Given passage
begin
Crystal Lake South High School, often referred to as "South" or "CLS," is one of three high schools in Crystal Lake, Illinois, and currently has a body of roughly 1916 students. As Crystal Lake's second oldest school, it was constructed from 1976 to 1978 and opened in September 1978  after Crystal Lake Community High School, now Crystal Lake Central High School, split into two schools due to the pressures of the population growth in the communities it served, Crystal Lake, a part of Lake in the Hills and a small portion of Algonquin. South graduated its first class in 1979  - this class consisted of approximately 250 seniors who were transferred from Crystal Lake Central High School.   South graduated its first class who attended all four years in 1982.

After the community's school split, the South Gators and Central Tigers became rivals in the Fox Valley Conference. Though recently, focus of rivalry has primarily shifted to the Cary-Grove High School Trojans and the Prairie Ridge Wolves due to vastly increased competition in football games between the two schools. However, an underlying tone of competition still vibrates between the two Crystal Lake schools.
end
Exercise input
begin
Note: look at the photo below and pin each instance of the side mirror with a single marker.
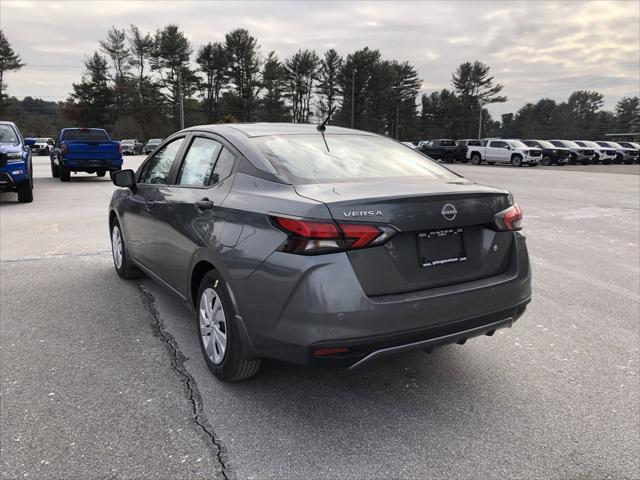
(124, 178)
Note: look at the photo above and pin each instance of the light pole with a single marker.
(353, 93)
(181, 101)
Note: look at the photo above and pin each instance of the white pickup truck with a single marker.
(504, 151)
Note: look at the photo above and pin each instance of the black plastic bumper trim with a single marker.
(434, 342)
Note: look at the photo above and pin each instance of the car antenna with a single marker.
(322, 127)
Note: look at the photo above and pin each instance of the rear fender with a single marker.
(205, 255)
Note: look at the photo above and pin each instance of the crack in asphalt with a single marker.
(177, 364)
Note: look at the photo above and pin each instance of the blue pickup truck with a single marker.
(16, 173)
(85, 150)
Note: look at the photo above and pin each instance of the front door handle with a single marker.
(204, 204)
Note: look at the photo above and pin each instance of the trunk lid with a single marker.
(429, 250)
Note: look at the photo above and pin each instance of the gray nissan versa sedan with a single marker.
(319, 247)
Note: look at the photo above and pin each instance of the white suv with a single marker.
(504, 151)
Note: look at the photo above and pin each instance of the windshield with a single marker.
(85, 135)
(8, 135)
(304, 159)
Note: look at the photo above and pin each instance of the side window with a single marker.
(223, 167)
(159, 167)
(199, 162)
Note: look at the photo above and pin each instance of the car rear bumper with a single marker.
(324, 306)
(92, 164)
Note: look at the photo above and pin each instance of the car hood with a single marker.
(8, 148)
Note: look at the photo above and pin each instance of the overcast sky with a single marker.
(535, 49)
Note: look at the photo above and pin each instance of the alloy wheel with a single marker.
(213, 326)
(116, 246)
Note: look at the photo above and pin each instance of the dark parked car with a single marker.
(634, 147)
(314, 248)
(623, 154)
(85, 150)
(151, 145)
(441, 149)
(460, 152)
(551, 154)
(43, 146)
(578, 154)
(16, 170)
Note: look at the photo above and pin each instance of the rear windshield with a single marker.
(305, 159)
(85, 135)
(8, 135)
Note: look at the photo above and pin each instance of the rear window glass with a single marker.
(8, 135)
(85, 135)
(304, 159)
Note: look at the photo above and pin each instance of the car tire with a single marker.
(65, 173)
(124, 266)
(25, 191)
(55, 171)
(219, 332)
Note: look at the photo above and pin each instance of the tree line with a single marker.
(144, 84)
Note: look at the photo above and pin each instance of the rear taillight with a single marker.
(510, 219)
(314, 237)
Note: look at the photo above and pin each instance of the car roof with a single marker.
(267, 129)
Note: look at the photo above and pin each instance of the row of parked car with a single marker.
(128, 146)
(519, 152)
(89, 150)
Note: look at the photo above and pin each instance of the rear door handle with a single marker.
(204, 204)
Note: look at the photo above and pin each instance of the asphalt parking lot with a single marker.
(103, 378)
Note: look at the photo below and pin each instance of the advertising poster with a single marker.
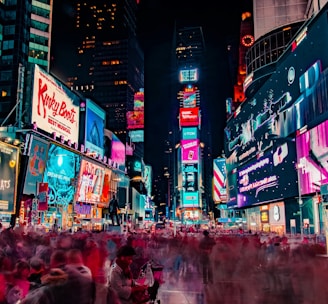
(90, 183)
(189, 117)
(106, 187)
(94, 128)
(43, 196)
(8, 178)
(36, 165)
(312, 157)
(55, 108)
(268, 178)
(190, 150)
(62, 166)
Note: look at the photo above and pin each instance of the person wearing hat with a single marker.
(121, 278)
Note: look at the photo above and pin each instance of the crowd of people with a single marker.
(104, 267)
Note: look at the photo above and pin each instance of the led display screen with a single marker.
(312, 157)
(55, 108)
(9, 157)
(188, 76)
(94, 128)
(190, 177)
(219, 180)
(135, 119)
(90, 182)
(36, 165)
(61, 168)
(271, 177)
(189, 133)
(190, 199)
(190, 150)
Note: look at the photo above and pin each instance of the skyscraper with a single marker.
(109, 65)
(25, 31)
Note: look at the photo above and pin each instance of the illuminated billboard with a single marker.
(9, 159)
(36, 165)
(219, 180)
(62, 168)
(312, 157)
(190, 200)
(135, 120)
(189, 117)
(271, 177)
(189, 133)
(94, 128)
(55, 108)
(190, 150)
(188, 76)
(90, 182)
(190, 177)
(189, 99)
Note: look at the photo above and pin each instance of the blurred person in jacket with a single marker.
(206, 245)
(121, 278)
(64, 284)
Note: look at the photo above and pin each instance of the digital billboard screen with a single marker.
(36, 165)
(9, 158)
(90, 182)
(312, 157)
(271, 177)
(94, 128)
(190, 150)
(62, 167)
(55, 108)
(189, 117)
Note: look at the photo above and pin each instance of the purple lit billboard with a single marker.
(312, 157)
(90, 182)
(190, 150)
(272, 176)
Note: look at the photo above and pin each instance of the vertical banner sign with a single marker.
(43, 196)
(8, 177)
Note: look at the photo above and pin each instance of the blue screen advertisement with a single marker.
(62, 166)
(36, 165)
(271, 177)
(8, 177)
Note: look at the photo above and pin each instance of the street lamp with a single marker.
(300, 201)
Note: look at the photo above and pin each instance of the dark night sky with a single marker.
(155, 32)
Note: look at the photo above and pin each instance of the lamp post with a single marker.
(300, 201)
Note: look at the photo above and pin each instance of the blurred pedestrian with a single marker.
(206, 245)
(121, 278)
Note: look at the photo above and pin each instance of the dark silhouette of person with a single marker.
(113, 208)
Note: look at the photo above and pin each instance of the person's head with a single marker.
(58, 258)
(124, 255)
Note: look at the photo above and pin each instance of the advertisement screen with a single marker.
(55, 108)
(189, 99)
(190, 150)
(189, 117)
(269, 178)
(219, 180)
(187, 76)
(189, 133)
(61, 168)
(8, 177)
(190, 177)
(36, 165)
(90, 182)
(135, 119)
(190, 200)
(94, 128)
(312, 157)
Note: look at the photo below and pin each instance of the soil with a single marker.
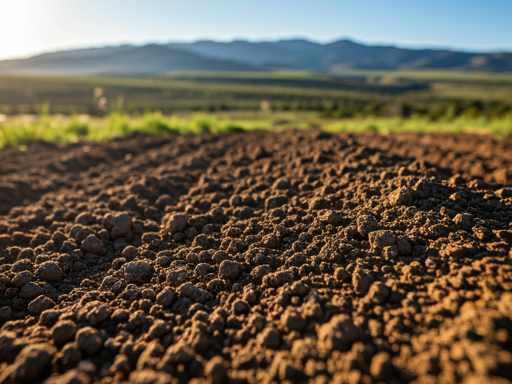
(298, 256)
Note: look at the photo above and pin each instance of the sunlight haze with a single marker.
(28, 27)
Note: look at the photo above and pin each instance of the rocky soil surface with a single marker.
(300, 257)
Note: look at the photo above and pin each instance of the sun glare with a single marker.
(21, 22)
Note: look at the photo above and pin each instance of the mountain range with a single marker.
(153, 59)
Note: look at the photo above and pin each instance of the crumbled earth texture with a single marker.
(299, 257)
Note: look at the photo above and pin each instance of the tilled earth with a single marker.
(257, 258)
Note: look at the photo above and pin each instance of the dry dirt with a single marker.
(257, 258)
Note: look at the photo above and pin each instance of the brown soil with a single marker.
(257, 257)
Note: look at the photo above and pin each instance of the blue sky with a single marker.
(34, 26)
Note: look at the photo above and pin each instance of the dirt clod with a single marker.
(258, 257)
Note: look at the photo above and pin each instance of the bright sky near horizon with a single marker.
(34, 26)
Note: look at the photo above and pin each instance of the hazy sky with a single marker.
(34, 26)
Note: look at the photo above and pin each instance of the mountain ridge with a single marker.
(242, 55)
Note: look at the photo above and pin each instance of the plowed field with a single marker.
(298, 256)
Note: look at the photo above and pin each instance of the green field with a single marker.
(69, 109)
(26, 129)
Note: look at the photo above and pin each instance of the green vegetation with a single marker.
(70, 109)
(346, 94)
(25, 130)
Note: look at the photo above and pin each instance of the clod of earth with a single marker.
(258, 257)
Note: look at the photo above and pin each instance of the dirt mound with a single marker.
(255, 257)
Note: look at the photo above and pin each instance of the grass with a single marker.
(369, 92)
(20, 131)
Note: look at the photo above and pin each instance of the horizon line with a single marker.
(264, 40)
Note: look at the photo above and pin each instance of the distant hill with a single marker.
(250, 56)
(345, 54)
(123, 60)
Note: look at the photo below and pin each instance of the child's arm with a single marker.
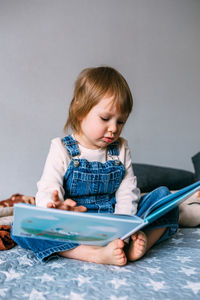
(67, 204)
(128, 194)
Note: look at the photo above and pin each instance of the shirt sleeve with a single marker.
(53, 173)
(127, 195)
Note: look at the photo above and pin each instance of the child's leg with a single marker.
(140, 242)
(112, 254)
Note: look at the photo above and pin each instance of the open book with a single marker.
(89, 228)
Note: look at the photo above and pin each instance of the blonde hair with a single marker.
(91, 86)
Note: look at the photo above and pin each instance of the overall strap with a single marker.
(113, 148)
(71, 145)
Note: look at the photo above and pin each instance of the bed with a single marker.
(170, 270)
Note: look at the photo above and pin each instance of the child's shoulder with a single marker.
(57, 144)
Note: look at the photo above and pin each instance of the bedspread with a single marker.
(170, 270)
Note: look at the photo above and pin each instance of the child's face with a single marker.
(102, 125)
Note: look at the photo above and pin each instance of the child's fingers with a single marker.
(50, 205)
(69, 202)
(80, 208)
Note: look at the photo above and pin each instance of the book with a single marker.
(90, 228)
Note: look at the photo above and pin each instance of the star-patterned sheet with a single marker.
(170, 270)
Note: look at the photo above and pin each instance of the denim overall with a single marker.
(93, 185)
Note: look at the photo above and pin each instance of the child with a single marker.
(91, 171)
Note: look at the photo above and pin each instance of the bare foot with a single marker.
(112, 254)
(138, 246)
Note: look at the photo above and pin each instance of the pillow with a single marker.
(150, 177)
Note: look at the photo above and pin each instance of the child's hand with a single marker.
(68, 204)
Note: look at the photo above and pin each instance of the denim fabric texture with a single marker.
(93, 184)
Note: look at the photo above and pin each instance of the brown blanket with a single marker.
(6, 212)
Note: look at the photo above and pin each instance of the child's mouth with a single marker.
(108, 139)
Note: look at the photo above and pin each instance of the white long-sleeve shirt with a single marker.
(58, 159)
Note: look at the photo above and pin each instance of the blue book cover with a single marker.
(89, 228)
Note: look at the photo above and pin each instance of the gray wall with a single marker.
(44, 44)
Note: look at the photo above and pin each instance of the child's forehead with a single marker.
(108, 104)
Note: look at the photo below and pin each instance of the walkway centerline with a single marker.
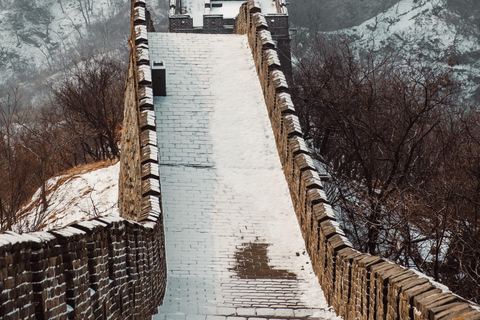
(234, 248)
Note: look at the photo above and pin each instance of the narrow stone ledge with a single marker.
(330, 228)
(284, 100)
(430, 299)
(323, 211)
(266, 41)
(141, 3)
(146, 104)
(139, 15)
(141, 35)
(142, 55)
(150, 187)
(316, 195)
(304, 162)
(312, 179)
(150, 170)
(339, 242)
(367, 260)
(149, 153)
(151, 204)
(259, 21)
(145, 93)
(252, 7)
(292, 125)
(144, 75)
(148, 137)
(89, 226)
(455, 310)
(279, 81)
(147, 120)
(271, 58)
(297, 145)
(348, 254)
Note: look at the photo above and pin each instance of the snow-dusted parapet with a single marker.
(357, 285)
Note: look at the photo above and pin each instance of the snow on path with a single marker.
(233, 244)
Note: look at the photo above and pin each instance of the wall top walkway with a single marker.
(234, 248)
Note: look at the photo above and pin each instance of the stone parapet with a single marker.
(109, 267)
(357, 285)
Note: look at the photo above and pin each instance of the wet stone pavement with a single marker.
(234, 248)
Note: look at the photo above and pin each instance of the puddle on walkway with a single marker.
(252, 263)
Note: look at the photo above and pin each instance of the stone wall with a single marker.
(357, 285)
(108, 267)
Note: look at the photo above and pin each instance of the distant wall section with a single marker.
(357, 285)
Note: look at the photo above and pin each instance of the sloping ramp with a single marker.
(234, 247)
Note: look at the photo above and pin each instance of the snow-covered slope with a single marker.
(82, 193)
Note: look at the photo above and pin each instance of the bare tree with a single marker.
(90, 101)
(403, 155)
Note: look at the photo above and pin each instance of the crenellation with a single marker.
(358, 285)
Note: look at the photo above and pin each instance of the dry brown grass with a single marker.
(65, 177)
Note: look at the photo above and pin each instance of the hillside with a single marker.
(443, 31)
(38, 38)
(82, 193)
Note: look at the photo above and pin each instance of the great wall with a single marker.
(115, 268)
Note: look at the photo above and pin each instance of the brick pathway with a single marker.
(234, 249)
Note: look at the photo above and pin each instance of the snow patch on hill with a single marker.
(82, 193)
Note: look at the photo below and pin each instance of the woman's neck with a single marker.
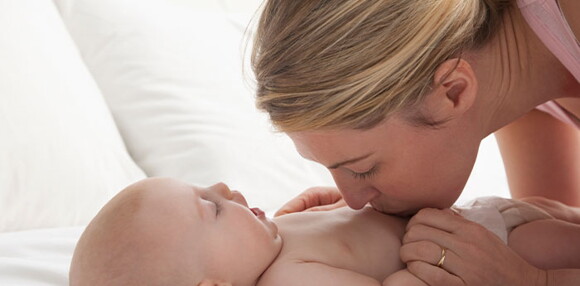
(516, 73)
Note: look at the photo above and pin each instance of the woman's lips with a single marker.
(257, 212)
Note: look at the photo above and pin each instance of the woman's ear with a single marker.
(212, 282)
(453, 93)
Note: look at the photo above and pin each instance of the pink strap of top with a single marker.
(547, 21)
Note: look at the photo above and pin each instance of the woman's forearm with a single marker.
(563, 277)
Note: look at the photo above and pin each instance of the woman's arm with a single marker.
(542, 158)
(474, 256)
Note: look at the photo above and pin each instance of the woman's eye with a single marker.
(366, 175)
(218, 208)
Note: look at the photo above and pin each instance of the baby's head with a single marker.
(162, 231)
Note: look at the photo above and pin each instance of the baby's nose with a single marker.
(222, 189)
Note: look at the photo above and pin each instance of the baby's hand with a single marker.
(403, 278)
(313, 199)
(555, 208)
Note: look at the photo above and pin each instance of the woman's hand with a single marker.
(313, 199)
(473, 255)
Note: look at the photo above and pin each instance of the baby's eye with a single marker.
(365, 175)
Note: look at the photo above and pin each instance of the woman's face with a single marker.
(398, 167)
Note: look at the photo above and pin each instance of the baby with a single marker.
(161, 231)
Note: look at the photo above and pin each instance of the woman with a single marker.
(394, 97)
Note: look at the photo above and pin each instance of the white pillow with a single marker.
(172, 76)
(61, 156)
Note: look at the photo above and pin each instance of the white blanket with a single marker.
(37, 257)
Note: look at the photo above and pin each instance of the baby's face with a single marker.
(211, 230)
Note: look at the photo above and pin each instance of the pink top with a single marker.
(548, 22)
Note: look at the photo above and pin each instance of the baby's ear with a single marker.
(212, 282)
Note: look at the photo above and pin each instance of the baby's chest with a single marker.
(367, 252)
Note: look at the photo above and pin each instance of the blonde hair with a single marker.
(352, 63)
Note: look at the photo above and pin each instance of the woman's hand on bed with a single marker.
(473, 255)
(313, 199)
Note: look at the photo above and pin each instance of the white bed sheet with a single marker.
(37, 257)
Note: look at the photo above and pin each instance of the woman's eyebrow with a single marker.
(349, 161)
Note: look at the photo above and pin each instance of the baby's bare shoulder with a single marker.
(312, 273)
end
Problem A
Answer these from the Crystal Lake South text:
(i) In what month and year did the school open?
(ii) About how many seniors made up the first class to graduate, in 1979?
(iii) In which conference did the South Gators and Central Tigers become rivals?
Problem B
Return unchanged the entries from the line holding "bed sheet with a single marker." through the end of the entries, inclusive.
The entries are unrelated to the Crystal Lake South text.

Complete answer A
(i) September 1978
(ii) Approximately 250
(iii) The Fox Valley Conference

Complete answer B
Note: look at the photo above and pin each instance of the white bed sheet with a single marker.
(37, 257)
Note: look at the photo above and pin each instance of the woman's eyebrow with a single marker.
(349, 161)
Note: look at the photo above and pin each instance of the baby's bare shoulder with a single marker.
(312, 273)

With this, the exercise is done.